WRITTEN PROBLEM
Print the listing below exactly as it appears, covering every line from beginning to end, and leave the pictures out of your answer.

EXTRACTED ENTRIES

- - - -

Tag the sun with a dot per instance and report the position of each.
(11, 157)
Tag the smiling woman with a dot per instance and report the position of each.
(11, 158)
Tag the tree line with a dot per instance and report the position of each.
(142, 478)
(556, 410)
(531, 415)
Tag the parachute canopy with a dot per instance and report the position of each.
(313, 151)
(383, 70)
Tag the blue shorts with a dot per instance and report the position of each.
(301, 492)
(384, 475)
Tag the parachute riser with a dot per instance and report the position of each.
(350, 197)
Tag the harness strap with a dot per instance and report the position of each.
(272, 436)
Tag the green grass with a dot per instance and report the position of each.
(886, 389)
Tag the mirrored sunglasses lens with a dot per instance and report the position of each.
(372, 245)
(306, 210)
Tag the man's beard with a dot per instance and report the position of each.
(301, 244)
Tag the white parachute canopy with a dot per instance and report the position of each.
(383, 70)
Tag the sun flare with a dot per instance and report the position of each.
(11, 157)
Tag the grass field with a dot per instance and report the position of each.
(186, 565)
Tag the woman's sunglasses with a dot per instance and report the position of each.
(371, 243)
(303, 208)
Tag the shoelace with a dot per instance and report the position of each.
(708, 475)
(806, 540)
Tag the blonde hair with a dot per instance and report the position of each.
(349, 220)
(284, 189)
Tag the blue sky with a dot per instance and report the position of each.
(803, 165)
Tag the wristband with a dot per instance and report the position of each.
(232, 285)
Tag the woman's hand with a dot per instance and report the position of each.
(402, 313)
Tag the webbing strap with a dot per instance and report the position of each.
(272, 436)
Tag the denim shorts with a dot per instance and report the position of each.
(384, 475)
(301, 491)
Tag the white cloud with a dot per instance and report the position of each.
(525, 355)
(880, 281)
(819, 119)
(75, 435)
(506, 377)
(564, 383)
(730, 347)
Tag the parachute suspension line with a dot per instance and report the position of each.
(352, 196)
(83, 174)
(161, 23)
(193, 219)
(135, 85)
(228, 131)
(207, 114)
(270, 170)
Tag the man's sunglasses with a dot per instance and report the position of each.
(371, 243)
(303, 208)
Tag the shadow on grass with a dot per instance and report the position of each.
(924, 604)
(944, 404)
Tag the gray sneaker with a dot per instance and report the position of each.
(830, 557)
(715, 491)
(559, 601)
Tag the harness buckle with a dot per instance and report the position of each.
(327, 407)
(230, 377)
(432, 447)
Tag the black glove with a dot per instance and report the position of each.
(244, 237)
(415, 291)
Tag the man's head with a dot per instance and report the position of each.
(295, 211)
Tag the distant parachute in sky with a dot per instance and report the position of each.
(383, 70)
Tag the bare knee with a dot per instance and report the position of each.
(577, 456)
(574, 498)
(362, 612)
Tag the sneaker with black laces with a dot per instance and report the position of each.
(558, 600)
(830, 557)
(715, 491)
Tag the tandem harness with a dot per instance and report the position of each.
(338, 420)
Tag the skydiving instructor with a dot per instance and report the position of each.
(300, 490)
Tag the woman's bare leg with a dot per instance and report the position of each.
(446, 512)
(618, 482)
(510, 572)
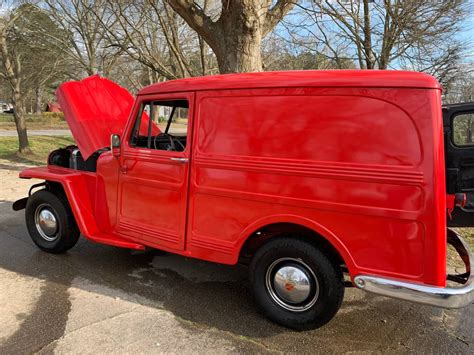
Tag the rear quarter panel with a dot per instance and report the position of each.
(362, 167)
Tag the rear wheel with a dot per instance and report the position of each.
(50, 222)
(295, 284)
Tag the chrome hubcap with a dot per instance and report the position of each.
(292, 284)
(46, 223)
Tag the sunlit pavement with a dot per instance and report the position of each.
(97, 299)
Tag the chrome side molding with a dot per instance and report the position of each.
(445, 297)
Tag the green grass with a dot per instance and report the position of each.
(40, 145)
(46, 120)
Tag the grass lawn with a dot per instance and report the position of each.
(40, 145)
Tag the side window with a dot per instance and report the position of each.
(161, 125)
(463, 127)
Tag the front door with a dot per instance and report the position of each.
(154, 169)
(459, 145)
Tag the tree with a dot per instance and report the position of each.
(151, 33)
(236, 36)
(11, 72)
(411, 34)
(86, 23)
(27, 59)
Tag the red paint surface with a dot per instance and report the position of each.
(94, 108)
(357, 157)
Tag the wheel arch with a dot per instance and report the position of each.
(263, 230)
(74, 188)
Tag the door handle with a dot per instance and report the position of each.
(180, 160)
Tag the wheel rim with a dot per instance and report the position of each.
(46, 222)
(292, 284)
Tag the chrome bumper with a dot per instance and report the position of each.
(445, 297)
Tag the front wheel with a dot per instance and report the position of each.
(50, 222)
(295, 284)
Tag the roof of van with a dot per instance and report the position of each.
(298, 78)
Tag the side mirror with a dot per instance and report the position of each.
(115, 145)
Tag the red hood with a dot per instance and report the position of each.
(94, 108)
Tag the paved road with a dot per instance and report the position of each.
(98, 299)
(37, 132)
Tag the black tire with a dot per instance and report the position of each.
(325, 290)
(66, 233)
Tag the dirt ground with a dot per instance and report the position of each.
(99, 299)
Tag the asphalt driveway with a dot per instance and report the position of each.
(99, 299)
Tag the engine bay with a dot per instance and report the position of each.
(70, 157)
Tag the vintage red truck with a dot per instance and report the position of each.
(309, 177)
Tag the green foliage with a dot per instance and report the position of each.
(40, 145)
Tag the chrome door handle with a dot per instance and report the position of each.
(180, 160)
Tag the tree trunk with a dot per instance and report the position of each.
(238, 45)
(38, 93)
(237, 54)
(20, 122)
(236, 37)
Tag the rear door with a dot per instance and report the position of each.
(459, 145)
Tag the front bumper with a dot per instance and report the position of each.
(445, 297)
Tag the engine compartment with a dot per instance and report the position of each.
(70, 157)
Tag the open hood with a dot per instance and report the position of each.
(94, 108)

- - - -

SOLUTION FOR THIS EXERCISE
Tag the sun with a dot per instance and report the position of each.
(11, 157)
Tag the smiling woman with a dot per instance and report the position of each.
(11, 158)
Tag the tree line with a dot per instance and report the position of each.
(142, 478)
(556, 410)
(531, 415)
Tag the parachute canopy with a dot per instance and report the position of each.
(313, 151)
(383, 70)
Tag the blue shorts with a dot per instance and report the position of each.
(301, 492)
(384, 475)
Tag the parachute riser with a dot per instance and report the position of each.
(350, 197)
Tag the harness strap with a dot per instance and report the position of each.
(272, 436)
Tag the green grass with a dot per instance and report the position of each.
(886, 389)
Tag the mirrored sunglasses lens with a dot per instance and report the position of each.
(372, 245)
(306, 210)
Tag the man's beard with a dot per instance and report the position of each.
(301, 244)
Tag the white parachute canopy with a dot per instance and report the position of each.
(383, 70)
Tag the sun flare with a dot per instance and report the position of each.
(11, 157)
Tag the grass field with a dot per instance and report the position of each.
(186, 565)
Tag the woman's sunglasses with a dot per instance and report the position of each.
(371, 243)
(303, 208)
Tag the shoelace with a dot per instance and report the position of each.
(708, 475)
(806, 540)
Tag the blonde hair with a dot per instance and report the position of each.
(349, 220)
(284, 189)
Tag the blue sky with a dot per instance and report the position of each.
(803, 165)
Tag the wristband with a dot per instance and report the position of each.
(232, 285)
Tag the woman's hand with a dot per instance and report the position of each.
(402, 313)
Tag the webbing strap with a dot per instance and report the position of each.
(272, 436)
Tag the denim shorts with a dot per instance and report the position of each.
(384, 475)
(301, 491)
Tag the white cloud with a dot per instance and report the position of each.
(525, 355)
(880, 281)
(819, 119)
(75, 435)
(506, 377)
(564, 383)
(730, 347)
Tag the parachute suspension line with a dot per instance and report the position of each.
(352, 196)
(83, 174)
(161, 23)
(193, 219)
(135, 85)
(228, 131)
(207, 114)
(270, 170)
Tag the man's sunglasses with a dot per instance and report the position of each.
(371, 243)
(303, 208)
Tag the shadow on grass with a dot per instance and report the position of each.
(924, 604)
(944, 404)
Tag the gray sneaker with a dot per instance and report the position of each.
(830, 557)
(715, 491)
(559, 601)
Tag the harness buckle with a dot per instance and report the position of each.
(327, 407)
(230, 377)
(432, 447)
Tag the black glove with a dot per instance and report the position of each.
(244, 237)
(415, 291)
Tag the man's head with a dot per instance and report the position of each.
(295, 211)
Tag the distant parachute in sky with a dot per instance and report the position of each.
(383, 70)
Tag the bare knee with a dot per instance and report the position of each.
(577, 456)
(574, 498)
(362, 612)
Tag the sneaker with black laces with a dot per instance and report the position of each.
(558, 600)
(830, 557)
(715, 491)
Tag the tandem harness with a dot per instance and report the position of each.
(338, 420)
Tag the skydiving instructor with a dot per instance and report the position of each.
(300, 490)
Tag the woman's bare leg with a dot per instance and report the position of each.
(446, 512)
(618, 482)
(510, 572)
Tag the rear quarter panel with a dot per instance and report the position of each.
(362, 167)
Tag the rear wheel with a dot per instance and report the position of each.
(50, 222)
(295, 284)
Tag the chrome hubcap with a dot per instance and report the position of each.
(292, 284)
(46, 223)
Tag the sunlit pavement with a dot per instance and report the position of each.
(97, 299)
Tag the chrome side molding with a dot per instance and report the position of each.
(445, 297)
Tag the green grass with a dot per instance and report the position of each.
(40, 145)
(46, 120)
Tag the grass lawn with a dot per instance and report the position of each.
(40, 145)
Tag the side window with a dot per instance and report the position of each.
(161, 125)
(463, 127)
Tag the front door with a dot per instance and report the position of each.
(154, 169)
(459, 145)
Tag the tree with a dot per instance and report the position of each.
(151, 33)
(236, 36)
(11, 72)
(411, 34)
(86, 23)
(27, 59)
Tag the red paint surface with a dot per instance and report the position of each.
(94, 108)
(357, 157)
Tag the wheel arch with a dot per instance and report the position of each.
(263, 230)
(74, 188)
Tag the door handle with a dot per instance and report the position of each.
(180, 160)
Tag the wheel rim with a dot per instance and report the position of each.
(46, 222)
(292, 284)
Tag the chrome bumper with a dot per instance and report the position of each.
(445, 297)
Tag the front wheel with a dot per instance and report the position of each.
(50, 222)
(295, 284)
Tag the roof of van with a dot per instance and report the position of each.
(298, 78)
Tag the side mirror with a dot per instance and report the position of each.
(115, 145)
Tag the red hood with a dot per instance and report the position of each.
(94, 108)
Tag the paved road with a dot per instance and report the position of each.
(98, 299)
(37, 132)
Tag the black tire with a dot per instance and report the position of each.
(325, 290)
(66, 233)
Tag the dirt ground with a dot per instance and report the position of each.
(99, 299)
Tag the asphalt driveway with a dot per instance and report the position of each.
(99, 299)
Tag the engine bay with a dot per instance and report the position of each.
(70, 157)
Tag the vintage red truck with a dot per instance and report the position of each.
(309, 177)
Tag the green foliage with a dot per instance and report the position of each.
(40, 145)
Tag the chrome door handle with a dot per instance and report the position of each.
(180, 160)
Tag the tree trunk with a dot per instance and report the position of each.
(238, 45)
(38, 93)
(237, 54)
(20, 122)
(236, 37)
Tag the rear door with a dot per instance and report the position of each.
(459, 145)
Tag the front bumper with a dot per instance and report the position of each.
(445, 297)
Tag the engine compartment with a dot per instance and report the position of each.
(70, 157)
Tag the open hood with a dot per instance and report the position of each.
(94, 108)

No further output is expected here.